[start Given entries]

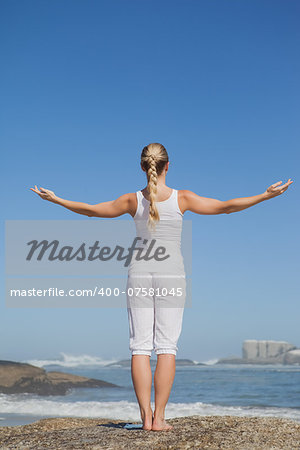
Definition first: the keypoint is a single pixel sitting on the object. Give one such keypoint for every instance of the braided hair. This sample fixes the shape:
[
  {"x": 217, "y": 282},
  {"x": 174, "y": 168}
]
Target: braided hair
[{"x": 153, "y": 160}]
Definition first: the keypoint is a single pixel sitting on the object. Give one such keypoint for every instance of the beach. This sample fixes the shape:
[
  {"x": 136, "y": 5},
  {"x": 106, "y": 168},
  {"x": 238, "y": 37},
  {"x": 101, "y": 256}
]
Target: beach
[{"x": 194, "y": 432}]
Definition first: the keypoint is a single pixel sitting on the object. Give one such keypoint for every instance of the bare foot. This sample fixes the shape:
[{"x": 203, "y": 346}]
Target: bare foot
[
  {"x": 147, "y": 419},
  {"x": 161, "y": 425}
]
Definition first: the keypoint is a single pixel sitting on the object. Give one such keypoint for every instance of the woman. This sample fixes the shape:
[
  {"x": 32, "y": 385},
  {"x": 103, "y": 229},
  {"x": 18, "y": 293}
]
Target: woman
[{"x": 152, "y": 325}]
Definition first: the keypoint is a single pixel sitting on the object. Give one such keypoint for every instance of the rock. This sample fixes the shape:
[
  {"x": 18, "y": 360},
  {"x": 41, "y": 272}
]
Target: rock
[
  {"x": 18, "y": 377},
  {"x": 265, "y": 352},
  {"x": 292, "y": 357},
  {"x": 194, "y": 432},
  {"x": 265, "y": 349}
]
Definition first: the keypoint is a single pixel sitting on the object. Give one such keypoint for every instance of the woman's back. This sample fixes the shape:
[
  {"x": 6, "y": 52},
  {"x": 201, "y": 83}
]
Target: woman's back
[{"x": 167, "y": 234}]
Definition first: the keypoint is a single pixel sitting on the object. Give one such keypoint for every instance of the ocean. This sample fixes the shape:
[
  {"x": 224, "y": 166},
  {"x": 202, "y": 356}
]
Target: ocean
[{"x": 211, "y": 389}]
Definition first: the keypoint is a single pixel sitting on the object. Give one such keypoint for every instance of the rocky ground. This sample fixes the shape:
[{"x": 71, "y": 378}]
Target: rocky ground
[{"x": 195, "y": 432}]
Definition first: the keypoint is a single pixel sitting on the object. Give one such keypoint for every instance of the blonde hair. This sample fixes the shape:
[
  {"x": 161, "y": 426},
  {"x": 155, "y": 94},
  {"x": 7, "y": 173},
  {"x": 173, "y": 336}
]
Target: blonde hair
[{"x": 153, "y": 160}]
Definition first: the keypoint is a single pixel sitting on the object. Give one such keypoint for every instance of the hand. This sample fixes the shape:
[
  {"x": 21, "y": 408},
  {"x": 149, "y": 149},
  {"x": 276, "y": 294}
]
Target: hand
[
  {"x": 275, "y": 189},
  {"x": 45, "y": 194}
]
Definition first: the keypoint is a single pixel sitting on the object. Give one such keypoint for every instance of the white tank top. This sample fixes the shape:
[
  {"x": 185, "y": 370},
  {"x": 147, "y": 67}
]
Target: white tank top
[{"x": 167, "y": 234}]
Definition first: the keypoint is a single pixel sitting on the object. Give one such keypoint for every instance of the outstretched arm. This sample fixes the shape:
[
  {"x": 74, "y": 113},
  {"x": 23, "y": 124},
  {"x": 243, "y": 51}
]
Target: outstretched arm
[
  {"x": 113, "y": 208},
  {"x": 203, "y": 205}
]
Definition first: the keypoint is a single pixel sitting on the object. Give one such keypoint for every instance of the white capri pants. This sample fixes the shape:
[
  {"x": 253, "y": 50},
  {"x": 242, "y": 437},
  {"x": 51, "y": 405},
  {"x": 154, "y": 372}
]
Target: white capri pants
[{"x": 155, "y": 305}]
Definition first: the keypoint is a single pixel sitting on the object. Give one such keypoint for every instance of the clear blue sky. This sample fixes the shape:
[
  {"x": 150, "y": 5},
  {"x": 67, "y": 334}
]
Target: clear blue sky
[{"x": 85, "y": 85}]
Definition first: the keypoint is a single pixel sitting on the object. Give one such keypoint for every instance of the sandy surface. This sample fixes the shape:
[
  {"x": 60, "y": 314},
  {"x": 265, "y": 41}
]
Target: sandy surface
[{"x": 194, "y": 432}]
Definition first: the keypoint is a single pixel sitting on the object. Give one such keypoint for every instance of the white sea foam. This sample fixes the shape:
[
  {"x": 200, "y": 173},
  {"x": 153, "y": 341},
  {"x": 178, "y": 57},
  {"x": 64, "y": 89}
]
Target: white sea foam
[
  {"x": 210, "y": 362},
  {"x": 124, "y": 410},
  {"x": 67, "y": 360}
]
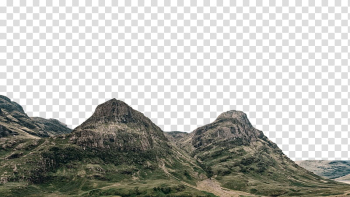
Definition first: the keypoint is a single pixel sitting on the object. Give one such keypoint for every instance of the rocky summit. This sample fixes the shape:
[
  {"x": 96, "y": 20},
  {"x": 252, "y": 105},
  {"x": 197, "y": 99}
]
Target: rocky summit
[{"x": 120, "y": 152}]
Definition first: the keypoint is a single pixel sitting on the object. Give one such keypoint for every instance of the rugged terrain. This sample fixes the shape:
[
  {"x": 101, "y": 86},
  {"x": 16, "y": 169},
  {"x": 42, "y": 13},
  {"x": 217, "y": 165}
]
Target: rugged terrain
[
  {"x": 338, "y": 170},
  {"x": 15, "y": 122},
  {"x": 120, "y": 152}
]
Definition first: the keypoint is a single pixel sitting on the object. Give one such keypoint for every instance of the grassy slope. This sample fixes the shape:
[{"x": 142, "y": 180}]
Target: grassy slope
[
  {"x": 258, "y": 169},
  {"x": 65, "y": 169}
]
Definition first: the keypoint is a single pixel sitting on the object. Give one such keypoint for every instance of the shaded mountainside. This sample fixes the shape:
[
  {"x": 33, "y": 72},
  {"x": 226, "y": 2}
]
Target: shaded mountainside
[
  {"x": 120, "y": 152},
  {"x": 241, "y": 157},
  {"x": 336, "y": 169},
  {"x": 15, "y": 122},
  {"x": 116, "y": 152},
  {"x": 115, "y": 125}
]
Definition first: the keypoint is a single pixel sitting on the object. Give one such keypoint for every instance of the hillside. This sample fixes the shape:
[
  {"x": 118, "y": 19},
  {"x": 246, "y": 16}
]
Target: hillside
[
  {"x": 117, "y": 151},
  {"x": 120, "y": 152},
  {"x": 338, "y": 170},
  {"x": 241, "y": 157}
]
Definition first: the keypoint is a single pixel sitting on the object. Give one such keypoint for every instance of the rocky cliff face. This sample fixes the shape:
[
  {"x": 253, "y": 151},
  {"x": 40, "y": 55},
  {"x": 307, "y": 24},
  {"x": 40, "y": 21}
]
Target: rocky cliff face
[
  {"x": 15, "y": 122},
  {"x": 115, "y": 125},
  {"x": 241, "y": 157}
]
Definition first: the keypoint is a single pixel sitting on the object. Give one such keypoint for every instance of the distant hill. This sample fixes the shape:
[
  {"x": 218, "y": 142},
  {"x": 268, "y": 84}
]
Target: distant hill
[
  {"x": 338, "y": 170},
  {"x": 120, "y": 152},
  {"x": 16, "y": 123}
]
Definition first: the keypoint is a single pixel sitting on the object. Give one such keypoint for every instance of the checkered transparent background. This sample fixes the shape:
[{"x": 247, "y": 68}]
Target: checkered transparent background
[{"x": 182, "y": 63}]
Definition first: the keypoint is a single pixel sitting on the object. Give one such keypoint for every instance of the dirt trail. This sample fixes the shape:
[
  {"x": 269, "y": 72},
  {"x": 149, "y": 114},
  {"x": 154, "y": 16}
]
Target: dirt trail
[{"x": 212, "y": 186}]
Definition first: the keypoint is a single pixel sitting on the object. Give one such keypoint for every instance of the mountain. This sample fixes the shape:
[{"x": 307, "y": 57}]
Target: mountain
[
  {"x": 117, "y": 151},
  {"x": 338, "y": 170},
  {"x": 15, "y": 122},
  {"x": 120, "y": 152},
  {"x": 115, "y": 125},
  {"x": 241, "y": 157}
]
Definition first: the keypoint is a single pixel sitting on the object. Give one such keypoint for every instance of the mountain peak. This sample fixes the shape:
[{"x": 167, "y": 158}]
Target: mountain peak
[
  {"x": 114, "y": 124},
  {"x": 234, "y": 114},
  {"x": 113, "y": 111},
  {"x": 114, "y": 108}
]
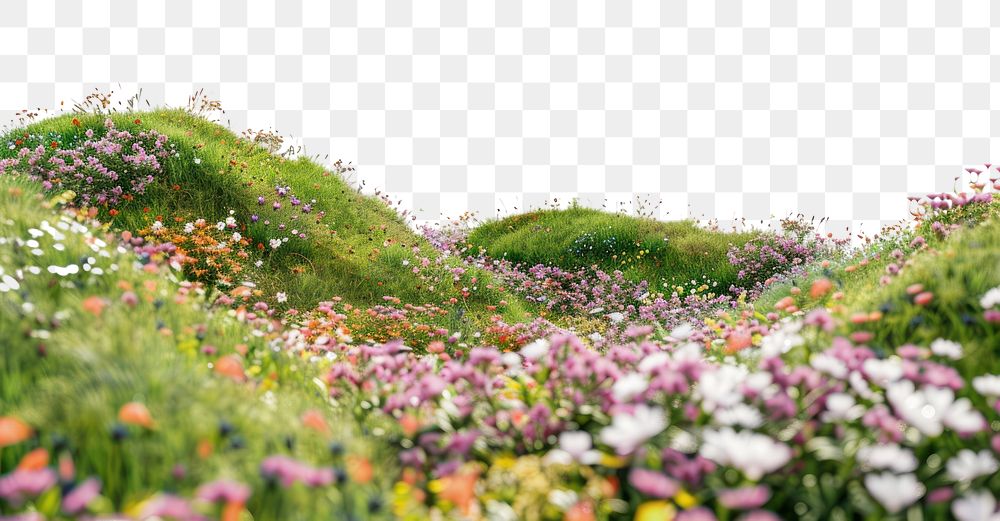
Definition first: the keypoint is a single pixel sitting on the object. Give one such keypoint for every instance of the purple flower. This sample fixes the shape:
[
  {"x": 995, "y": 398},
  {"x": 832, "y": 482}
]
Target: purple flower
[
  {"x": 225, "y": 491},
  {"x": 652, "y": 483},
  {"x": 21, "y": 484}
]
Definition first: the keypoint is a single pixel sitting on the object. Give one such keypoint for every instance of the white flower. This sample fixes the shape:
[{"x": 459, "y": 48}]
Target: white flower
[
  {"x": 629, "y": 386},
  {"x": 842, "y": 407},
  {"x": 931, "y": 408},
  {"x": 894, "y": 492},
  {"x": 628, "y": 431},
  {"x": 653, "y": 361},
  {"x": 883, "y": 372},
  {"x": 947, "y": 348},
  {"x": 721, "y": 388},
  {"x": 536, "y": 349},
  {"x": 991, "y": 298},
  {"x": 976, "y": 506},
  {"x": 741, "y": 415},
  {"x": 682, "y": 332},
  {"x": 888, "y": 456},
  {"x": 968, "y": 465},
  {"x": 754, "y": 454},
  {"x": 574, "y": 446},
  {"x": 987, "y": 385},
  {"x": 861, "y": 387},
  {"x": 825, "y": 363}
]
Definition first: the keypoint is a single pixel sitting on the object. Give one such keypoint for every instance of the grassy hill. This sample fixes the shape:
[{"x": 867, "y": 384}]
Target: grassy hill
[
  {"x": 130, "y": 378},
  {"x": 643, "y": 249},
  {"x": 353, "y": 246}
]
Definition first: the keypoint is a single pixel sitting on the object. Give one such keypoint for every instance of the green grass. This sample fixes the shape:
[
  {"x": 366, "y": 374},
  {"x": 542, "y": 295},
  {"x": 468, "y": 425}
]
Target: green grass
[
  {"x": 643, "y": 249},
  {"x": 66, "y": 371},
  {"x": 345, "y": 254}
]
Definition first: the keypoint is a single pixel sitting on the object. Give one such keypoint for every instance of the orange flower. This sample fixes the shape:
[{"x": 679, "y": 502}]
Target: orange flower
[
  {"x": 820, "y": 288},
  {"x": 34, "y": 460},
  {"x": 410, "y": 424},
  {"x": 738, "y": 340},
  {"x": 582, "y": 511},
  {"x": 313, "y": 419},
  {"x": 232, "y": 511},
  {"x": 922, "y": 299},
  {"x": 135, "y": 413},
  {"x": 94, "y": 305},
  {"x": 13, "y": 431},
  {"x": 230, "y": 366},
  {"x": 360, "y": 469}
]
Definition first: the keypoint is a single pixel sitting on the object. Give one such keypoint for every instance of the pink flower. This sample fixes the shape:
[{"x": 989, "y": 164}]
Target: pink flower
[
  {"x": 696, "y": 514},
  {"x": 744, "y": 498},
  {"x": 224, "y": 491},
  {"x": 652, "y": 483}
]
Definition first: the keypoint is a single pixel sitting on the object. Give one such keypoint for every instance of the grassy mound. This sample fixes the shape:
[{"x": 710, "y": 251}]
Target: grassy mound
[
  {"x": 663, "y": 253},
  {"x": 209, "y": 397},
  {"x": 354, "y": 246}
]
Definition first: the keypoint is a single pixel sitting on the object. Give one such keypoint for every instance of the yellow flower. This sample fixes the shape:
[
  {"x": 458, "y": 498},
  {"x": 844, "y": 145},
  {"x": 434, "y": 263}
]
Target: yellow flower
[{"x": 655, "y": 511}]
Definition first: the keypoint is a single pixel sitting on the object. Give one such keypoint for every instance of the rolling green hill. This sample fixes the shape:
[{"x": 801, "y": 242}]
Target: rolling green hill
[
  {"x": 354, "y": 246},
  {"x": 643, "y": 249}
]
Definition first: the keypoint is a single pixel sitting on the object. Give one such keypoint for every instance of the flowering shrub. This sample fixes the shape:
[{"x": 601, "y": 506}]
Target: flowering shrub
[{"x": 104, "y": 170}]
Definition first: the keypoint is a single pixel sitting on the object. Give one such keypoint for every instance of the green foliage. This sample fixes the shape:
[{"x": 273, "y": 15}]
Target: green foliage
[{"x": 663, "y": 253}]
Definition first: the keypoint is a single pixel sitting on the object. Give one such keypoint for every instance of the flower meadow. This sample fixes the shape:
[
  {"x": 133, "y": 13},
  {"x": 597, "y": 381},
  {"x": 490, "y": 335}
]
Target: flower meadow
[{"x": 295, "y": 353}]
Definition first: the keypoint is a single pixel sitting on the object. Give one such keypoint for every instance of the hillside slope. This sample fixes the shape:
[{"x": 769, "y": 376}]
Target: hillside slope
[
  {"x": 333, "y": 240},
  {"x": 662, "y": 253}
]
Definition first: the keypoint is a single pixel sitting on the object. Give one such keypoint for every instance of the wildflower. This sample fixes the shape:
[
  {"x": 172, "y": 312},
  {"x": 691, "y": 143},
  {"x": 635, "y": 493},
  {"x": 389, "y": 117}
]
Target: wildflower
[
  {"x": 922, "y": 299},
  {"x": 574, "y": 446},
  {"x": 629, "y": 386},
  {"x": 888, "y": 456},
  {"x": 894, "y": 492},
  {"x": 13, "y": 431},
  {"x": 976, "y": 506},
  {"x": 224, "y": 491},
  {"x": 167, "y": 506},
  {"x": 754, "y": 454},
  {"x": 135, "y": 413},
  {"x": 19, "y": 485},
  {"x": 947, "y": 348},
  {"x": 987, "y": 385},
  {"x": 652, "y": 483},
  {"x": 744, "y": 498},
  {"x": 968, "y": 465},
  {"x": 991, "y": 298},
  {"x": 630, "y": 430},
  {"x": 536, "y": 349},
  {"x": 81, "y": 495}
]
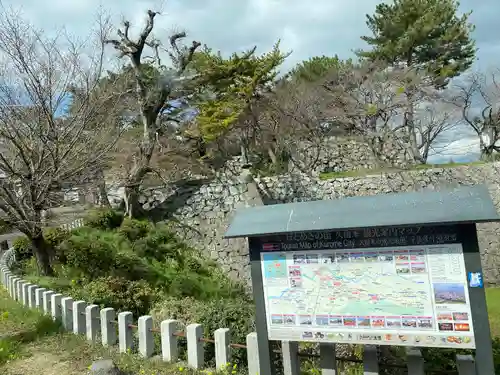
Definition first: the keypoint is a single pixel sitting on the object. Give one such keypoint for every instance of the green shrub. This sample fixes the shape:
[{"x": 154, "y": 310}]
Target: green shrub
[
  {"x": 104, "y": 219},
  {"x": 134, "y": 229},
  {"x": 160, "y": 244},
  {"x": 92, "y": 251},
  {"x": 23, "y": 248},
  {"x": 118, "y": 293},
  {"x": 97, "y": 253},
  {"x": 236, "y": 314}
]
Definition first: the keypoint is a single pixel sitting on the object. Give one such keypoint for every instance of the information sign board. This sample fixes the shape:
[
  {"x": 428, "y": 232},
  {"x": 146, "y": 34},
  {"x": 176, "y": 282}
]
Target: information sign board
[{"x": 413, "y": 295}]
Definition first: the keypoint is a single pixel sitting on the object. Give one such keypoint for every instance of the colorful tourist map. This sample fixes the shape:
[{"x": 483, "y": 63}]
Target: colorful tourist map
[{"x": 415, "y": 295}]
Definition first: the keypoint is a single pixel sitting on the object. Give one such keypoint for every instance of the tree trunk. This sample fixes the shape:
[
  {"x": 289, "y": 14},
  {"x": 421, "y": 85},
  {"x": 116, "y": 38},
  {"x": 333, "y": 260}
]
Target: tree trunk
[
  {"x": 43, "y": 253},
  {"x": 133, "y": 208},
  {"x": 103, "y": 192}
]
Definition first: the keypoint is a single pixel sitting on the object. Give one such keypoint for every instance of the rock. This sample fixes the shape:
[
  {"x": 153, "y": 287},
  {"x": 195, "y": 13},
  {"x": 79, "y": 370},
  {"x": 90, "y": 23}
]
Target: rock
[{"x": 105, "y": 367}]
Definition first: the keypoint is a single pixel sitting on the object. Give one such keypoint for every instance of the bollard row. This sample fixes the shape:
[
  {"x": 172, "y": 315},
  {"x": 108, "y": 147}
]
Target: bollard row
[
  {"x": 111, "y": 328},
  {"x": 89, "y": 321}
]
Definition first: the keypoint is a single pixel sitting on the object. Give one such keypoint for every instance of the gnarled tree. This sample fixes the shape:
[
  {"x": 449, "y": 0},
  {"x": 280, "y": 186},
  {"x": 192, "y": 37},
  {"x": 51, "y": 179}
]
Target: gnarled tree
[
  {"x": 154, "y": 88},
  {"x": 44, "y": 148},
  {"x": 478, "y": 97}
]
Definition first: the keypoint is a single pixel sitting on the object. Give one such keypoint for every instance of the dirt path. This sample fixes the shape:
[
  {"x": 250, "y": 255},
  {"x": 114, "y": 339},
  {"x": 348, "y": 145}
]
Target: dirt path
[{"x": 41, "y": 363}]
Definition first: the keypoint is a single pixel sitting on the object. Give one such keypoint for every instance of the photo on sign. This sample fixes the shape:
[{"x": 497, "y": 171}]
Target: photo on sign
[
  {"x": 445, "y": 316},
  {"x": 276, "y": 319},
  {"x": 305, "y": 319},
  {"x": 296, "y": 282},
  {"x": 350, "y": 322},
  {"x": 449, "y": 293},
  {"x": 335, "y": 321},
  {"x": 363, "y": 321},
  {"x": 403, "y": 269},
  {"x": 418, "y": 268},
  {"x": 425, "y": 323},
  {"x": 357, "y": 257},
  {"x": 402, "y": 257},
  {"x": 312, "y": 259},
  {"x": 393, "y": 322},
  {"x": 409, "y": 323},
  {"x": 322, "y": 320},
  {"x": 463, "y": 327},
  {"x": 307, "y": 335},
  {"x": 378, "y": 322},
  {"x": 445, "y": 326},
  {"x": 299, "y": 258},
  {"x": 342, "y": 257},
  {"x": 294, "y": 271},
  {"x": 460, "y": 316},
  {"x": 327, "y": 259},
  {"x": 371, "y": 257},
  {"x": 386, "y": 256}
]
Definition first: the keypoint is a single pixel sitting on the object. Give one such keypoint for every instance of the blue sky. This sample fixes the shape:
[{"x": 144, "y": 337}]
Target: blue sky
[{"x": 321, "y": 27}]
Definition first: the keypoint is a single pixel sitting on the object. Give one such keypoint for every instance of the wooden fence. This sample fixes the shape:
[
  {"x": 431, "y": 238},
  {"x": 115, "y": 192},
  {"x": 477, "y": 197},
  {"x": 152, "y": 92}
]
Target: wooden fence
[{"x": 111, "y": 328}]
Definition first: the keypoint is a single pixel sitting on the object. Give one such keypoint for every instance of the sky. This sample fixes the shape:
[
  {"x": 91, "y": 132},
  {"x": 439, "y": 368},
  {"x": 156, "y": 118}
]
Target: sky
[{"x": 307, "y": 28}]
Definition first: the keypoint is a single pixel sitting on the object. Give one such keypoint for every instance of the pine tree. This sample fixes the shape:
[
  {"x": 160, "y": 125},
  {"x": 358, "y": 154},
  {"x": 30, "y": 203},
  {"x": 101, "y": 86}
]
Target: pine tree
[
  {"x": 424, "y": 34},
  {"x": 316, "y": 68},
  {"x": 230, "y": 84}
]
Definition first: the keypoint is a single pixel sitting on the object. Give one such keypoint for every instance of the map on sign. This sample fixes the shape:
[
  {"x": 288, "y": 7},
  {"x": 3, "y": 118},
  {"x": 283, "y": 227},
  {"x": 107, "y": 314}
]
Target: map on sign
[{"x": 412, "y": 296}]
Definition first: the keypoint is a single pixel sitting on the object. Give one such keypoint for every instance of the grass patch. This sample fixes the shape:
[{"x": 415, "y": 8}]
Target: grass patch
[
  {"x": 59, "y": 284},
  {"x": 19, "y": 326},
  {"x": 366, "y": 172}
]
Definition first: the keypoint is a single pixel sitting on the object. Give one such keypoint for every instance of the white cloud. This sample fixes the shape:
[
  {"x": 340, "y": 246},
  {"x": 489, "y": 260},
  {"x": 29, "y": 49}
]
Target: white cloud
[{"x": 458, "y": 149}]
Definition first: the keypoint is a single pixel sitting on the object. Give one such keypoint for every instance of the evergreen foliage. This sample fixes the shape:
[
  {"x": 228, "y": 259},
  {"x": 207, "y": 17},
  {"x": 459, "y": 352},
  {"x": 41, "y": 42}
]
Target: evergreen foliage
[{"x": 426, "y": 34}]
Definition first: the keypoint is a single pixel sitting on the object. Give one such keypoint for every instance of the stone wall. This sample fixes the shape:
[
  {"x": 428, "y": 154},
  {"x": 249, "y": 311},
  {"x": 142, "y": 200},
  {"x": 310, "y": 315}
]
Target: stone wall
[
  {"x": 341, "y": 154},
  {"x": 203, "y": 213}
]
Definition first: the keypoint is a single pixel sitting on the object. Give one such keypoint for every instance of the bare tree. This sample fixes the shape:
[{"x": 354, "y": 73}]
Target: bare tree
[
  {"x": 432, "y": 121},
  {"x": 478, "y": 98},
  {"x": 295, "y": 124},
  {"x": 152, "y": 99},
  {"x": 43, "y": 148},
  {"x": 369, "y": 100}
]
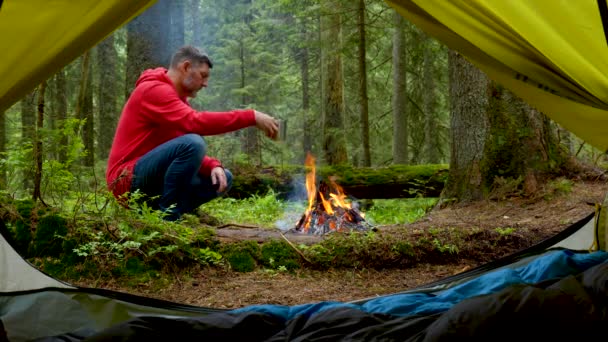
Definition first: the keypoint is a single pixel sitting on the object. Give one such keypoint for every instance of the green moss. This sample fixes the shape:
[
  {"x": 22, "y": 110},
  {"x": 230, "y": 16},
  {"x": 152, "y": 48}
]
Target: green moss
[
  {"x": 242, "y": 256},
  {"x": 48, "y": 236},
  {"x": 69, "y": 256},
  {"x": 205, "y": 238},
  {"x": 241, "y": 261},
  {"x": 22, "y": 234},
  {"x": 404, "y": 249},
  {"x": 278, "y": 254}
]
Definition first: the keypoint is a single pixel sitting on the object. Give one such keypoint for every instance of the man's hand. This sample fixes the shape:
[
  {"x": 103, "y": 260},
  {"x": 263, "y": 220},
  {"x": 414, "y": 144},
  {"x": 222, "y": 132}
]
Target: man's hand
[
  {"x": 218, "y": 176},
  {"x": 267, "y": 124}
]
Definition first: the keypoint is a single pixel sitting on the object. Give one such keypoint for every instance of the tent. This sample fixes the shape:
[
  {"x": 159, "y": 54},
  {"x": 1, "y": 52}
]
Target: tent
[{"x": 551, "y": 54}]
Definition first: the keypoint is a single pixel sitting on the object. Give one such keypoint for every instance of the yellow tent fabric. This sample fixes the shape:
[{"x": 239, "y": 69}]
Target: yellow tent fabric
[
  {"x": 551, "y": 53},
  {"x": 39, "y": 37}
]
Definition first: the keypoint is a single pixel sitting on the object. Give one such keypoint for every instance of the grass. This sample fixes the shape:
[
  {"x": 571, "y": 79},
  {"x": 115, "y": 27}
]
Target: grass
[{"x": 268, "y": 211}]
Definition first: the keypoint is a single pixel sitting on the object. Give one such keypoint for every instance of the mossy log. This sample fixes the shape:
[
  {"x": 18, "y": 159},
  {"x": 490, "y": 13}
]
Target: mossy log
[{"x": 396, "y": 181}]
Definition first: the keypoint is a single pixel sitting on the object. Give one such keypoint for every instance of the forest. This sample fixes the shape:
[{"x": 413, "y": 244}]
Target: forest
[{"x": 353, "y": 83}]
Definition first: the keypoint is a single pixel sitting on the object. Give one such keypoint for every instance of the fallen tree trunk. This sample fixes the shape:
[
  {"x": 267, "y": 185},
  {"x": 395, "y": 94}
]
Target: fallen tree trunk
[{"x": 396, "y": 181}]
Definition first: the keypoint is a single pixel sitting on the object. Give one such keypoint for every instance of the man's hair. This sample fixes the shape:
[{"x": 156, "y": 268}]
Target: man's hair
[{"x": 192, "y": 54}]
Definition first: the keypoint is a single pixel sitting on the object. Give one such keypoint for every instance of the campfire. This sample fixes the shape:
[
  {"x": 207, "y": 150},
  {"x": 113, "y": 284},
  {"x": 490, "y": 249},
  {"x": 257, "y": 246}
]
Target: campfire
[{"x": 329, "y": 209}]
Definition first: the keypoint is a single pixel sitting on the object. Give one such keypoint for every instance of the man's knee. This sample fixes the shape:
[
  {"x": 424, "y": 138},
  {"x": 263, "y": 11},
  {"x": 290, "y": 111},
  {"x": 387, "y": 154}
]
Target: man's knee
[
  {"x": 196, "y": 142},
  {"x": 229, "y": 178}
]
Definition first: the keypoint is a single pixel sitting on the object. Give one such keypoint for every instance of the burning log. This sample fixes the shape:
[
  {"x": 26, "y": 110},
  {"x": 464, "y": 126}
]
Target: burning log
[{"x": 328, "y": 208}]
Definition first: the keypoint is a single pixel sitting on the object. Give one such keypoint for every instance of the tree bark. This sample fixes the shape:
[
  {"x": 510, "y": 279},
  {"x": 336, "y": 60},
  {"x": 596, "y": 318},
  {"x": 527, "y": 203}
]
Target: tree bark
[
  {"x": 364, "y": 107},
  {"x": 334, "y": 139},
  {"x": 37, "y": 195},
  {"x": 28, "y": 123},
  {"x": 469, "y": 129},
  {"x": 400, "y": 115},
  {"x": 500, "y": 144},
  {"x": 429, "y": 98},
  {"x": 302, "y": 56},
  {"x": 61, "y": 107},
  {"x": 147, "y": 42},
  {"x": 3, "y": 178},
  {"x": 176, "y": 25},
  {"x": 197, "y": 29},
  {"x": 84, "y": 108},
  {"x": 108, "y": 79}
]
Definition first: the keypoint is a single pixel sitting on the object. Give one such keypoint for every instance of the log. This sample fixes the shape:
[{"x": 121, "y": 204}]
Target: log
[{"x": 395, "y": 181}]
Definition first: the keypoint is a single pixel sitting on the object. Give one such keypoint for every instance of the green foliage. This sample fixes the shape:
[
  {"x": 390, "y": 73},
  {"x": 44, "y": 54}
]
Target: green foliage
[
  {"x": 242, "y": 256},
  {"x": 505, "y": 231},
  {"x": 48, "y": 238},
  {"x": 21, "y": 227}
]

[end Given entries]

[What this task involves] Exactly as written, give the line containing "of the log." and all remaining lines of the records.

[Solution to this exercise]
Definition first: the keypoint is a single pixel sitting on the object. Give one such keypoint for every instance of the log. This sample fixes the shape:
[{"x": 121, "y": 204}]
Target: log
[{"x": 395, "y": 181}]
Definition first: the keypoint is a single pixel sitting on the object. Give one such keypoint for every instance of the green foliage. This sample fixes the shape:
[
  {"x": 390, "y": 73},
  {"x": 44, "y": 54}
]
Target: green foliage
[
  {"x": 242, "y": 256},
  {"x": 505, "y": 231},
  {"x": 48, "y": 238},
  {"x": 21, "y": 227}
]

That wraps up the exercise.